## WORK TO COMPLETE
Leave out the pictures and retype exactly the lines from the one with "Target: backpack strap" through the end of the records.

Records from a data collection
##############################
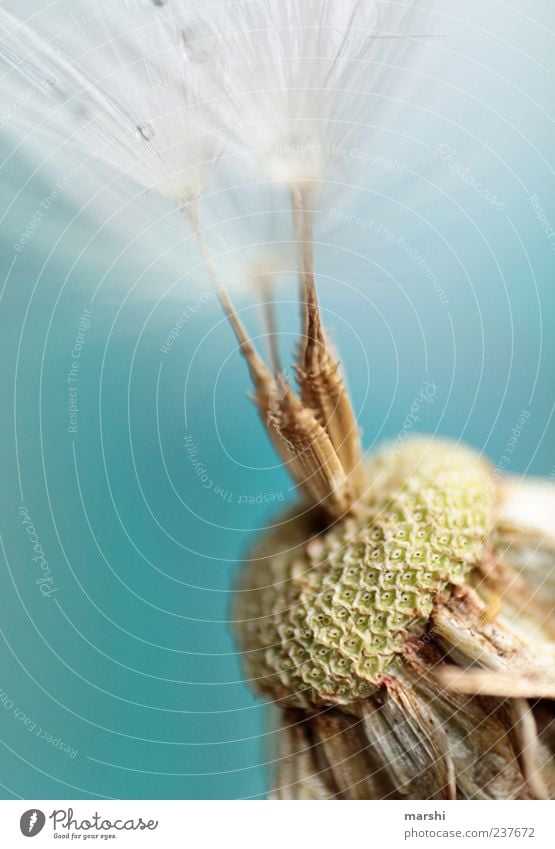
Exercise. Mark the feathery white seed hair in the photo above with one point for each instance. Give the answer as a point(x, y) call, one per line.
point(154, 87)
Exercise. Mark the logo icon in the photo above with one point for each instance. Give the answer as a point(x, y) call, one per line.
point(32, 822)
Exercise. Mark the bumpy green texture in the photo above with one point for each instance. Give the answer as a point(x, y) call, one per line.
point(321, 618)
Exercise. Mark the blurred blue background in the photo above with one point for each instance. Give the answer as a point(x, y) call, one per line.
point(436, 266)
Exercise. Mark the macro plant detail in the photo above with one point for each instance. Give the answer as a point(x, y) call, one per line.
point(400, 616)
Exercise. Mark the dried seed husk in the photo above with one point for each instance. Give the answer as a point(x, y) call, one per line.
point(464, 710)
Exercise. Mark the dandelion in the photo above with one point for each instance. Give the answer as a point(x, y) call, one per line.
point(401, 616)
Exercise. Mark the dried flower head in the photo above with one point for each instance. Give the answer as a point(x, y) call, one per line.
point(402, 615)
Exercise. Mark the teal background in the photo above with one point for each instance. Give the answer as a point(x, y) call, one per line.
point(131, 661)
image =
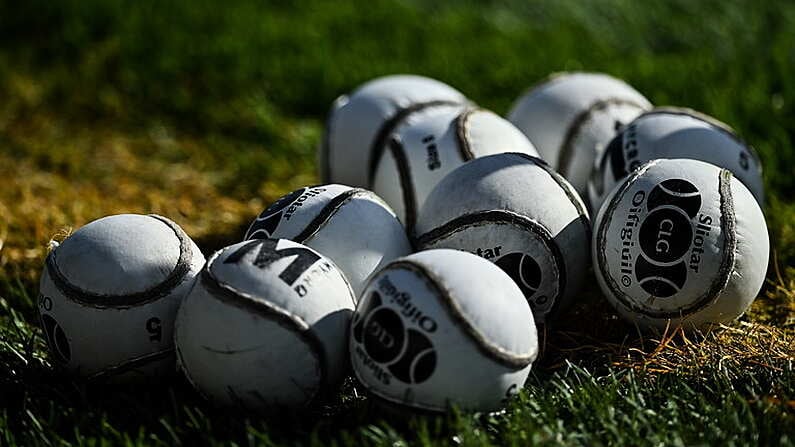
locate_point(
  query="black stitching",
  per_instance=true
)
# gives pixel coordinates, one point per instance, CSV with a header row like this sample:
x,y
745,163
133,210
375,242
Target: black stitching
x,y
379,144
496,353
325,214
566,153
154,293
131,365
511,218
406,184
228,294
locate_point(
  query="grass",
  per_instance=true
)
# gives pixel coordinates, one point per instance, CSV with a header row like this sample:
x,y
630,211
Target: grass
x,y
206,112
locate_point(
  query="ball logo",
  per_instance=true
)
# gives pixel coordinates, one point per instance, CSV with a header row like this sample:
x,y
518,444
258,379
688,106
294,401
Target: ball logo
x,y
56,339
665,237
406,353
524,270
267,222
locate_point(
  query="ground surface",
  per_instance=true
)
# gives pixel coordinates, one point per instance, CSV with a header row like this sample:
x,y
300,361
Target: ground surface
x,y
205,112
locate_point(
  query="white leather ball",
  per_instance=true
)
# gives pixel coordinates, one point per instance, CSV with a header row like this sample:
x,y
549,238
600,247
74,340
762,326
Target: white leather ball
x,y
680,241
359,122
109,294
571,117
515,211
430,143
352,226
675,133
266,326
441,328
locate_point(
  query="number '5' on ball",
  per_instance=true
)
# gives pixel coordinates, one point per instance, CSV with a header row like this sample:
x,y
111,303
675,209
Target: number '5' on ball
x,y
680,241
109,295
265,327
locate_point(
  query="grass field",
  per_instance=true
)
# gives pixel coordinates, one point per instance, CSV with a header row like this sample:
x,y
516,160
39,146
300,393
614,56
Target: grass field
x,y
206,111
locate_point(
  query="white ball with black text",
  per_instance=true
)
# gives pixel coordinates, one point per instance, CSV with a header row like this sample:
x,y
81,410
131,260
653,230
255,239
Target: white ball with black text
x,y
440,328
109,294
430,143
669,132
352,226
359,122
515,211
265,327
680,242
572,116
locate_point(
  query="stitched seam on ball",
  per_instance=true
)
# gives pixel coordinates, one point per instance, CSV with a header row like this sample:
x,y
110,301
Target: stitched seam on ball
x,y
326,213
601,236
379,144
491,350
572,195
228,294
131,364
462,134
406,184
511,218
728,228
714,122
154,293
566,153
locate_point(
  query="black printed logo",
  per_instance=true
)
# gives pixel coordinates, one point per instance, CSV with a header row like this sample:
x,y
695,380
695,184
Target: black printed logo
x,y
665,237
56,339
267,222
268,253
525,272
406,353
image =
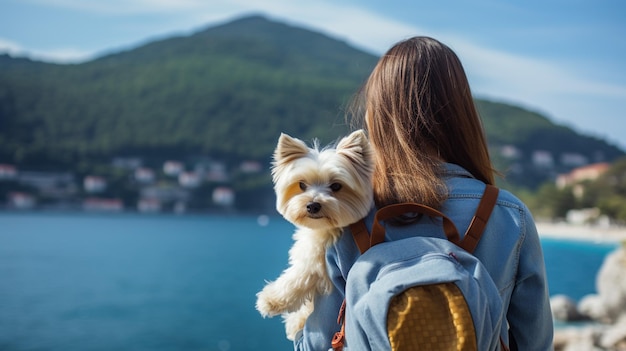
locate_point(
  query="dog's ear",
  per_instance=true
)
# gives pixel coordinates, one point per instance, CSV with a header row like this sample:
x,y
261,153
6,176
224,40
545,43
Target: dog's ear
x,y
289,148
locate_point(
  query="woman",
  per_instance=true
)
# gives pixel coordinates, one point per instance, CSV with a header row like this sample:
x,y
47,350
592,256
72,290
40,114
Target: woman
x,y
430,148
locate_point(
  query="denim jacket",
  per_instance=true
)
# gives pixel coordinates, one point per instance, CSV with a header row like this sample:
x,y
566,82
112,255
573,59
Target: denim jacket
x,y
509,249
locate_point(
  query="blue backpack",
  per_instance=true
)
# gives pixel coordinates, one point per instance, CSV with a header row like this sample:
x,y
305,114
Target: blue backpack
x,y
421,293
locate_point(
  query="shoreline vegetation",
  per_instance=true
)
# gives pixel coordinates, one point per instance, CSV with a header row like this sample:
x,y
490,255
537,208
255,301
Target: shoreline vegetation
x,y
568,231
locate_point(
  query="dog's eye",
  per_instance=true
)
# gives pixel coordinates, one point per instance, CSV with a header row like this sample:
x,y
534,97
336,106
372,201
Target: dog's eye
x,y
335,187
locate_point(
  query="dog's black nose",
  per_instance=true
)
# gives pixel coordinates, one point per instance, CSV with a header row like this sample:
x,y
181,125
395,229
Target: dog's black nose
x,y
313,207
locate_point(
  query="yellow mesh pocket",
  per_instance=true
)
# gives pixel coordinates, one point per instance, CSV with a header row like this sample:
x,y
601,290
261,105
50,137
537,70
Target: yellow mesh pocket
x,y
432,317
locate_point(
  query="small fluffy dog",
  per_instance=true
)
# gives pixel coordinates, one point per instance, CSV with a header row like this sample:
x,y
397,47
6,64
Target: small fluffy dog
x,y
319,191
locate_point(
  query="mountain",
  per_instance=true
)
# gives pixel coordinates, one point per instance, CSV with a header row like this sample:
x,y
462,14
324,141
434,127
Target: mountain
x,y
226,92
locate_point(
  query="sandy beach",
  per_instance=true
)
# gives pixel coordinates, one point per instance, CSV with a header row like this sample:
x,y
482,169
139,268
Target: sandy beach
x,y
581,232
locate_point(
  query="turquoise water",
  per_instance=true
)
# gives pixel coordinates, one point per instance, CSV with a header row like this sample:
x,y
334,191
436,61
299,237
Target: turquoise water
x,y
73,282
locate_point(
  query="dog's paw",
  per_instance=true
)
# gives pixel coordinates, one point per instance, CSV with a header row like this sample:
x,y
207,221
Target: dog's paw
x,y
268,305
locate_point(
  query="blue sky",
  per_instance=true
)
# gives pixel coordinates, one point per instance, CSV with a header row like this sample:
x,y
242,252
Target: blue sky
x,y
564,59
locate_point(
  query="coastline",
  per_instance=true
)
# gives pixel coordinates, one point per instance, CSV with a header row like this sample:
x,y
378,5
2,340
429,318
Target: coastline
x,y
583,232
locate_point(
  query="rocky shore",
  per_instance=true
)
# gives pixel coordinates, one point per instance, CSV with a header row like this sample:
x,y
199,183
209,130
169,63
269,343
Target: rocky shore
x,y
600,318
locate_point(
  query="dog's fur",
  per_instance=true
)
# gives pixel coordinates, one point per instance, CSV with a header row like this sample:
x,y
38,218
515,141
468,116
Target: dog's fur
x,y
319,191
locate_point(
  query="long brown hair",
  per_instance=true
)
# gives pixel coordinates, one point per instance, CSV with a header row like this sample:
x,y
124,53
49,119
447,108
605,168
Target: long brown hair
x,y
419,112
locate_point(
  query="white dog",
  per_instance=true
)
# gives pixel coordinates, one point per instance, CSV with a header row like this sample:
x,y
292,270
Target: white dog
x,y
320,191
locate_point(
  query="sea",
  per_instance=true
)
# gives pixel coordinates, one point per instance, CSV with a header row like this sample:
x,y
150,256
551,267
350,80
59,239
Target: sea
x,y
134,282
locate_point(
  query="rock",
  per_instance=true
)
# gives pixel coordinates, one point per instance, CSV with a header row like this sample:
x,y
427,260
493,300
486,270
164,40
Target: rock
x,y
610,302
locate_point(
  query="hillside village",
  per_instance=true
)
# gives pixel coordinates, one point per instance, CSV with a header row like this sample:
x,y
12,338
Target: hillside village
x,y
167,189
172,187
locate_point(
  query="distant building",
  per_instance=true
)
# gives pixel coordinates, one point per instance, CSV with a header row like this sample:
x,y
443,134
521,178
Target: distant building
x,y
224,196
149,205
543,159
94,184
8,172
144,175
21,201
573,160
510,152
103,205
577,175
173,168
250,167
127,162
189,180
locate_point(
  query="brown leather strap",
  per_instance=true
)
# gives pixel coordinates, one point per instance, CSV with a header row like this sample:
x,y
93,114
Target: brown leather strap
x,y
481,217
360,235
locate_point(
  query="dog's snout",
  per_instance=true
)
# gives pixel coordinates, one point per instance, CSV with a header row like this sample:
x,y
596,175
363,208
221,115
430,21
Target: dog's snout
x,y
313,207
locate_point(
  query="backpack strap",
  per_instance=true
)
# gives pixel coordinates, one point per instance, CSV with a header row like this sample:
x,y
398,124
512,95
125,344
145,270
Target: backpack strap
x,y
472,236
480,219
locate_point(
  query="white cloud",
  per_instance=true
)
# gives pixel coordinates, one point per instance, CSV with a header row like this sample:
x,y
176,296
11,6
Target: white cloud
x,y
59,55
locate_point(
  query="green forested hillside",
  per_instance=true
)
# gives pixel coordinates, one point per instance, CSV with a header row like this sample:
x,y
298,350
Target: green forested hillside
x,y
227,90
224,92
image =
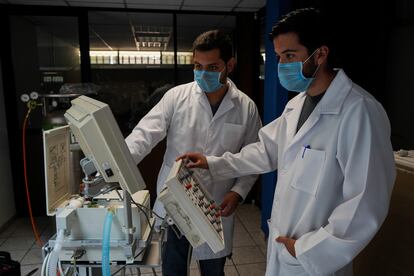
##############################
## RESPONSE
Target: backpack strap
x,y
472,236
480,219
locate_point(
  query="white cloud",
  per_instance=true
)
# gives pixel coordinates, one point per instance, CSV with a header row like this sample:
x,y
176,296
11,6
Target: white cloud
x,y
59,55
locate_point(
  query="green forested hillside",
  per_instance=true
)
# gives pixel coordinates, one point per instance, CSV with a header row like this sample:
x,y
298,350
Target: green forested hillside
x,y
227,90
224,92
image =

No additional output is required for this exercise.